Tuesday, March 4, 2014

"TV 2 Game": Firefly

This project centers around taking a television show (past or present) and brainstorming ideas for one of three types of games:
 
Design a free game
for
the internet
that will draw people to the series;
 
Design a stand
alone game (for Nintendo) that spins
off from the series
 
Design a simple game for the
TV Show’s
Website that would be a fun way
for people to remember the show
 
I posted my brainstorming session and typed my thoughts on each of the four elements of game design (Story, Mechanics, Technology and Aesthetics) below. I chose one of my favorite TV series: Firefly. 
 
 
For a show like Firefly, the idea of going with a game by Nintendo may not be the best bet due to the complexity of the show. Nintendo involves using lots of interactivity with their games but the company uses games that are primarily geared for children, which would not be what Firefly would want to do. The best bet would be an immersive Internet based game and not a Nintendo or website based mini-game.
            The game would need to involve exploration of the system of planets that make up the Firefly universe. Since Firefly is also a Western spin on the science fiction genre, a game which reflects that would be a good bet.
          
  Story: The war between the Alliance and the Brown coated confederacy is over. The Alliance has brought down an iron fisted rule over the conquered systems and is forcing any former independents to retreat farther into the outer reaches of the system. You are a captain of an independent ship with the goal of settling on a new world, far from Alliance control. The Core ward worlds are where you begin as you hire a crew, sympathetic to your cause and fly your ship planet to planet. You hope to begin life anew far from Alliance control but to do so you need to travel and collect the resources you can in order to live on a hostile world. But the verse contains many dangers: the Alliance pushes ever outwards, while bandits, reavers and dangers of the cold empty darkness will press down upon you and your crew. Will you persevere? How will you be able to withstand a cold dark universe?

> [Data below]
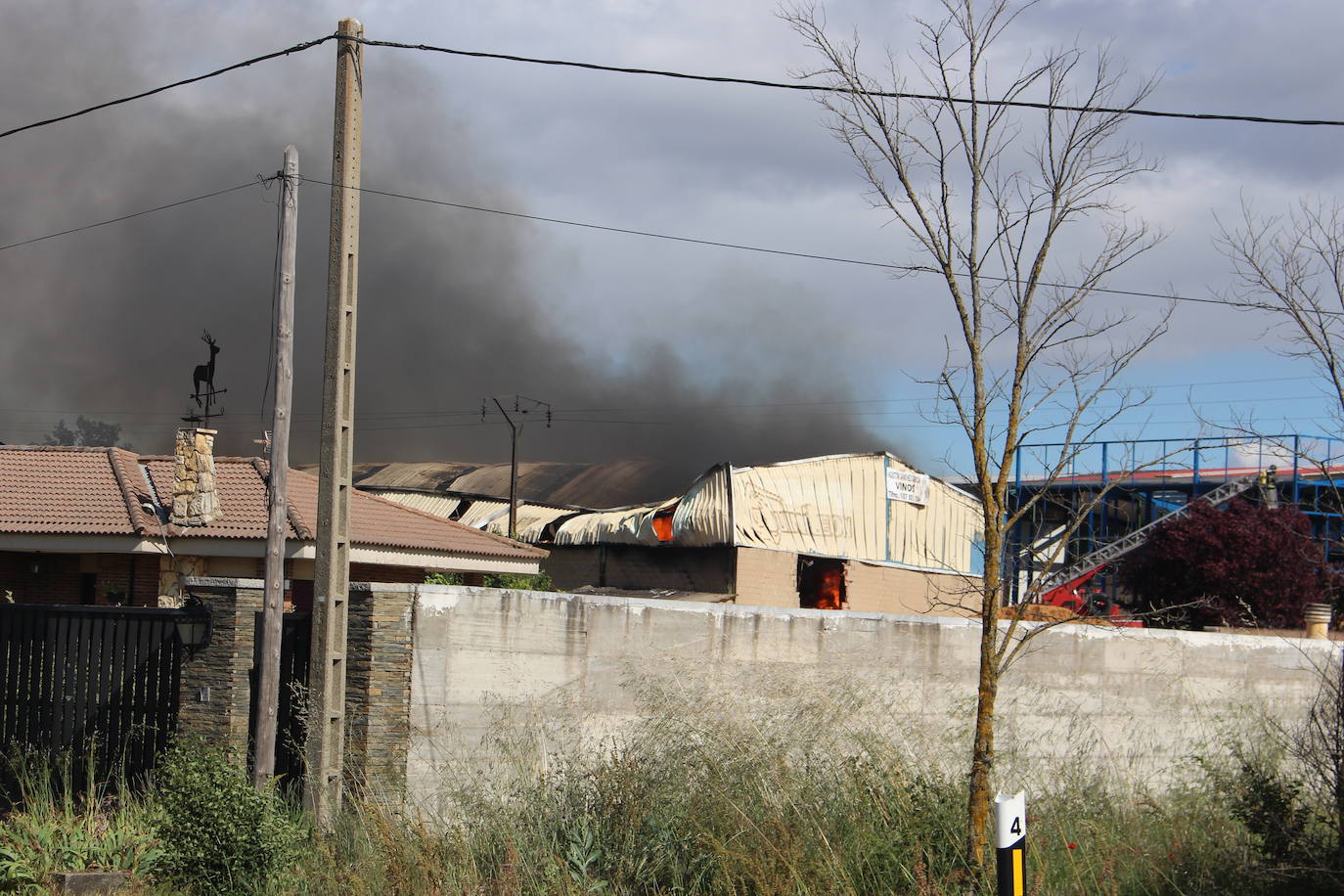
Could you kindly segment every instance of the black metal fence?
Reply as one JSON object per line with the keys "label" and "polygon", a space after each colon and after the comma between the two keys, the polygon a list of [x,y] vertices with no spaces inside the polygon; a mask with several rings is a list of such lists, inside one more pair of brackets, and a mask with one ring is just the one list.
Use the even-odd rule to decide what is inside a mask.
{"label": "black metal fence", "polygon": [[0,748],[91,759],[99,778],[151,770],[177,724],[184,615],[0,604]]}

> [What to work on]
(1) In the Firefly game post, where does the player begin the game?
(2) Go on with the Firefly game post from the point where it stops.

> [Answers provided]
(1) The player begins on the Core ward worlds.

(2)
http://img1.wikia.nocookie.net/__cb20070301211317/firefly/images/1/13/Ep_bushwhacked_sc086.jpg            Firefly has the immediately identifiable story of a western post-civil war story. The Alliance is identifiable as the Union army, seeking to combine the states back into the union, while the Confederates are the Browncoats, seeking state’s rights (though the space version of this would simply be autonomy). Outright copying the journey of Serenity and Malcolm from the show would make a game a bit too long, as there really isn’t any “end” to the journey. However, give the player an objective to settle a planet and suddenly there is an end to the game, as well as a reason for the Alliance to want to stop the player from illegally colonizing a planet. The big difference between the Union and the Alliance is that the Alliance is certifiably corrupt and iron willed about bringing outer colonies under their control. Alliance patrols should be extremely dangerous to the player. Reavers, also, are dangerous individuals. The story is that reavers travelled too far into wild space and turned into psychopaths who roamed inward to kill anyone they found. Since the reaver space is farther out than any other planet, the reavers would be a later game enemy that the player should only have to face once, a sort of risking it all tactic would be used to get past them.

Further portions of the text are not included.